THE REQUEST: Format all of the data below as a JSON list of strings with one string per line. Skip blank lines and omit the pictures.
—————
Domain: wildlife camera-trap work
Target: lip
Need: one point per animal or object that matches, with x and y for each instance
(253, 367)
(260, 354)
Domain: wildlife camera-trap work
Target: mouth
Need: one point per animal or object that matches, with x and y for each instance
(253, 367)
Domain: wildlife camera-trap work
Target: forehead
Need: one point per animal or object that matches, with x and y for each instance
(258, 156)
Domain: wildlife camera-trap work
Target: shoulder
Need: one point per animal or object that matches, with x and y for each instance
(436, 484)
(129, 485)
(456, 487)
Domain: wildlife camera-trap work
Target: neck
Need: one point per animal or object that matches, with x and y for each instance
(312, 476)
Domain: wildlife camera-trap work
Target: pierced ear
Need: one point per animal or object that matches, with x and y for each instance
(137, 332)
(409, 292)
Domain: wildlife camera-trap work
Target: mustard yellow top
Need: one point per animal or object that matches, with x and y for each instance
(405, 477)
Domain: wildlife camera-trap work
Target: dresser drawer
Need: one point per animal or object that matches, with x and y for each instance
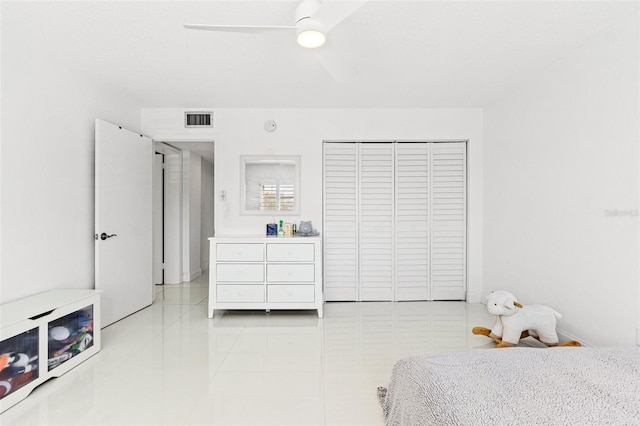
—————
COMPLETE RESPONSE:
[
  "Domain: wildlife camera-trap work",
  "Target: lip",
  "Need: one point per animal or object that matches, with x and y for each instance",
  "(253, 367)",
  "(260, 354)",
  "Domain: wildlife camera-trap work",
  "Target: mouth",
  "Need: one point per animal or object that matches, with x and y for each instance",
  "(253, 367)",
  "Domain: wildlife camera-trap work",
  "Target: forehead",
  "Need: one point per animal or object that matches, with x and y for each instance",
  "(258, 156)",
  "Domain: wildlife camera-trap work",
  "Target: shoulder",
  "Need: one point per animal or object that matches, with x and y for each instance",
  "(436, 484)",
  "(129, 485)",
  "(456, 487)",
  "Domain: wildlife camera-trap work",
  "Target: neck",
  "Need: one point per animal or object that matches, with x and y for each instance",
  "(312, 476)",
  "Domain: wildlife camera-trap work",
  "Target: pierced ear",
  "Need: one point per animal or object that matches, with x and y for each instance",
  "(137, 332)",
  "(409, 292)",
  "Domain: wildlife camera-trap work",
  "Target: mustard yellow top",
  "Need: one point per animal or object that matches, with x and y for each instance",
  "(405, 477)",
  "Domain: wildlife camera-trap work",
  "Target: dresser drawer",
  "Need: one point per animal or object that matches, with x and y for each instance"
]